Examples of point labeling:
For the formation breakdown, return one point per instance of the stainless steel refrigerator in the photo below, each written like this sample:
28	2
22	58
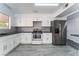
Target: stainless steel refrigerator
59	31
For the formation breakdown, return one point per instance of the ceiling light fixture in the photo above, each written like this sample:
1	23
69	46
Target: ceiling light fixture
46	4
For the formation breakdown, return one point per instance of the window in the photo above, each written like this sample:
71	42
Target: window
4	21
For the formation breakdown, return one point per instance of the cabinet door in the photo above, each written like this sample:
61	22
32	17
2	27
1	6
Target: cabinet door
47	38
29	38
26	38
46	22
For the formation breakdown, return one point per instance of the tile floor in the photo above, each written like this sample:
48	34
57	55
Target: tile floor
43	50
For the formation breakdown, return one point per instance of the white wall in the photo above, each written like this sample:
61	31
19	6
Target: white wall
28	18
73	27
6	10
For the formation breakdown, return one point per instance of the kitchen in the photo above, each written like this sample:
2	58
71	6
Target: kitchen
28	24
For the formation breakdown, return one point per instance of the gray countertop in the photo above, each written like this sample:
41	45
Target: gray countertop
76	35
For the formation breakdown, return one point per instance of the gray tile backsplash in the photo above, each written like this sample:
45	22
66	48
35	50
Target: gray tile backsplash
12	30
30	29
22	30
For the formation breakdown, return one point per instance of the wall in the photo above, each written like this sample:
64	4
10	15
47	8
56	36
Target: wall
73	30
6	10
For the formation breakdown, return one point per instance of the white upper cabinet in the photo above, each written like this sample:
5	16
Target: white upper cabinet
47	38
27	20
46	22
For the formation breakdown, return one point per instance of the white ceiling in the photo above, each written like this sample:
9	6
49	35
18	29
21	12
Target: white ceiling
22	8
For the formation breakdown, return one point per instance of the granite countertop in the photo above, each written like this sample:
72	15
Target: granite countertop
76	35
6	34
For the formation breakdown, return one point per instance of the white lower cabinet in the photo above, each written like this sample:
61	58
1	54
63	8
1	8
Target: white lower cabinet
7	43
26	38
47	38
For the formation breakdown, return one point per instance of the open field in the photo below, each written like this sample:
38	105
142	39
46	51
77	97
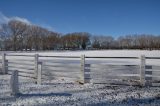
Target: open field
65	91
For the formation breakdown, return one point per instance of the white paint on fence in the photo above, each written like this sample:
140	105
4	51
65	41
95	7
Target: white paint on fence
39	77
14	83
36	66
142	70
82	79
4	71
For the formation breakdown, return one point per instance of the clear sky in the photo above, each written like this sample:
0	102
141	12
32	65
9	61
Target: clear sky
102	17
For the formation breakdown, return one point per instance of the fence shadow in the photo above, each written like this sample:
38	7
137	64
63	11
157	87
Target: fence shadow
44	94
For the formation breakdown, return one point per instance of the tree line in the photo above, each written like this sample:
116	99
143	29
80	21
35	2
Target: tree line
20	36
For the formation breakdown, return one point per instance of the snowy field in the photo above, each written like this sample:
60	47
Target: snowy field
66	92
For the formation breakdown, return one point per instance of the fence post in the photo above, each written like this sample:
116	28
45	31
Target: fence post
14	83
36	67
4	71
142	70
39	78
82	78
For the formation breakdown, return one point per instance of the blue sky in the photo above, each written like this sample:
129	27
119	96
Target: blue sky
102	17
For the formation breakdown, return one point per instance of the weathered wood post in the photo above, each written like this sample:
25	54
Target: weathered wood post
36	67
142	70
4	64
82	78
14	83
39	78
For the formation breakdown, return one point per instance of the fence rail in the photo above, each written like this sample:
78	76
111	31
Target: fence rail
81	68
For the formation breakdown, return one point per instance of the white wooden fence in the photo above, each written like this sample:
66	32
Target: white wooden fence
82	69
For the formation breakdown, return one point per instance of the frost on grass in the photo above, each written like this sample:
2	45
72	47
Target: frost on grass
74	94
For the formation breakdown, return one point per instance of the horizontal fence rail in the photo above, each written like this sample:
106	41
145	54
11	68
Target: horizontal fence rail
82	69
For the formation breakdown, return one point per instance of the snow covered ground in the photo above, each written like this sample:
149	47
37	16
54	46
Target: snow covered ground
65	92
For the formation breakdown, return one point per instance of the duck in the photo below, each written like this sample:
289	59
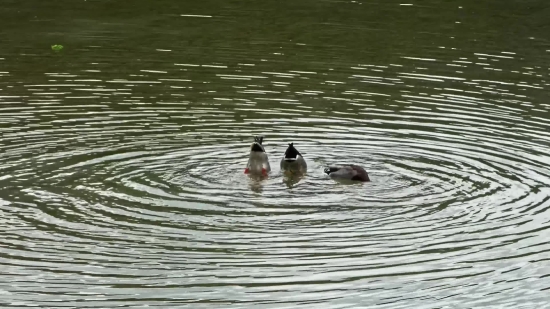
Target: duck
349	172
258	162
293	161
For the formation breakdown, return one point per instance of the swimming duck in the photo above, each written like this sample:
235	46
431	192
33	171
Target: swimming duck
258	163
293	160
349	172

What you need to do: Reproduce every one of the lines above verbatim, leaving the pictures out of your answer.

Correct response:
For the formation breakdown, return one point per instance of the stainless steel refrigerator in the photo below, each written like this sample:
28	2
22	58
Target: stainless steel refrigerator
59	31
For the formation breakdown, return one point per instance of the ceiling light fixture in the photo above, each written like this sample:
1	23
69	46
Target: ceiling light fixture
46	4
For the formation breakdown, return one point per instance of the window in the photo above, each written like this sample:
71	42
Target: window
4	21
For the formation breakdown, return one point per instance of the cabinet door in the photo above, each written like this sample:
61	22
32	17
2	27
1	6
Target: cabinet door
47	38
29	38
26	38
46	22
For the formation breakdown, return one point per instance of the tile floor in the photo above, each written like this sample:
48	34
57	55
Target: tile floor
43	50
For the formation breakdown, return one point per instance of the white wall in the photo above, each written like this sample:
61	31
19	6
Target: white wall
28	18
73	27
6	10
For the formation breakdown, return one point per instance of the kitchen in the photo above, each written like this sample:
2	58
71	6
Target: kitchen
28	24
For the formation breakdown, return one point per instance of the gray countertop in the photo above, each written like this sample:
41	45
Target: gray countertop
76	35
For the formation breakdown, return one point per instance of the gray tile backsplash in the photo above, each written like this sample:
45	22
66	48
35	50
Target: gray tile backsplash
12	30
30	29
22	30
For the formation breakdown, return one point per instance of the wall in the photo above, each written like this sample:
64	4
10	15
47	8
56	36
Target: wall
73	30
6	10
For the formation breakdown, return one point per instance of the white upper cabinet in the photo above, each written like this sample:
5	16
Target: white upper cabinet
47	38
27	20
46	22
For the formation breakdown, return one point per instance of the white ceiling in the photo above, each written like this sample:
9	6
49	35
18	29
21	12
Target: white ceiling
22	8
For the formation breakdown, return one point per instance of the granite countertop in the photo above, each written like this sample:
72	15
Target: granite countertop
76	35
6	34
For the formation breakdown, return one point per instance of the white lower cabinet in the photo above, each written like this sample:
61	58
1	54
63	8
1	8
Target: white lower cabinet
7	43
26	38
47	38
For the formation breakdown, return one point per instance of the open field in the photo below, each written like this sample:
38	105
142	39
46	51
77	97
Target: open field
65	91
For the formation breakdown, return one point per instance of the white paint on fence in the photo above, each written like this sample:
140	105
4	51
65	41
95	7
Target: white paint on fence
39	77
14	83
36	66
142	70
82	79
4	71
For the formation breakdown, return one point per instance of the clear sky in the photo above, each written like this sample:
0	102
141	12
32	65
9	61
Target: clear sky
102	17
For the formation breakdown, return one point per instance of the fence shadow in the photo above, each written like this sample:
38	7
137	64
63	11
157	87
Target: fence shadow
44	94
For the formation breakdown, return one point per instance of the tree line in the photo above, each written like this sample:
116	99
143	29
80	21
35	2
Target: tree line
20	36
For the formation breakdown, return one point per instance of the snowy field in the photo above, each written like this sample:
60	47
Target: snowy field
66	92
For the formation breakdown, return one point per instance of the fence post in the photo above, each written like this sample:
116	28
45	31
Target: fence post
14	83
36	67
4	71
142	70
39	78
82	78
For the formation breakdown, return one point per instance of the blue sky in the photo above, each written like this sample:
129	27
119	96
Target: blue sky
102	17
For the formation breakdown, return one point per instance of the weathered wood post in the photo above, each written like this sample:
25	54
Target: weathered wood post
36	67
142	70
4	64
82	78
14	83
39	78
For the formation breakdown, return one point per instance of the fence rail in the photo above, each written like this sample:
78	76
111	31
Target: fence rail
81	68
For the formation breakdown, return one point per instance of the white wooden fence in the photo above, each written like this sample:
66	32
Target: white wooden fence
82	69
For the formation breakdown, return one point per instance of the frost on grass in the photo above, each written like this sample:
2	45
72	47
Target: frost on grass
74	94
For the formation breakdown, return one point per instance of the horizontal fence rail in the photo above, each written like this sample:
106	41
145	54
11	68
Target: horizontal fence rail
82	69
For the formation breakdown, return one point per instance of the snow covered ground in the photo above, each written like this sample:
149	47
37	16
54	46
Target: snow covered ground
65	92
For the formation breakdown, return one point per instance of the duck in the photo below, each written like this sample:
289	59
Target: duck
349	172
258	162
293	161
For the formation breakdown, return one point per instance of the swimming duck in the photo above, each written like this sample:
235	46
431	192
33	171
Target: swimming duck
258	163
293	160
349	172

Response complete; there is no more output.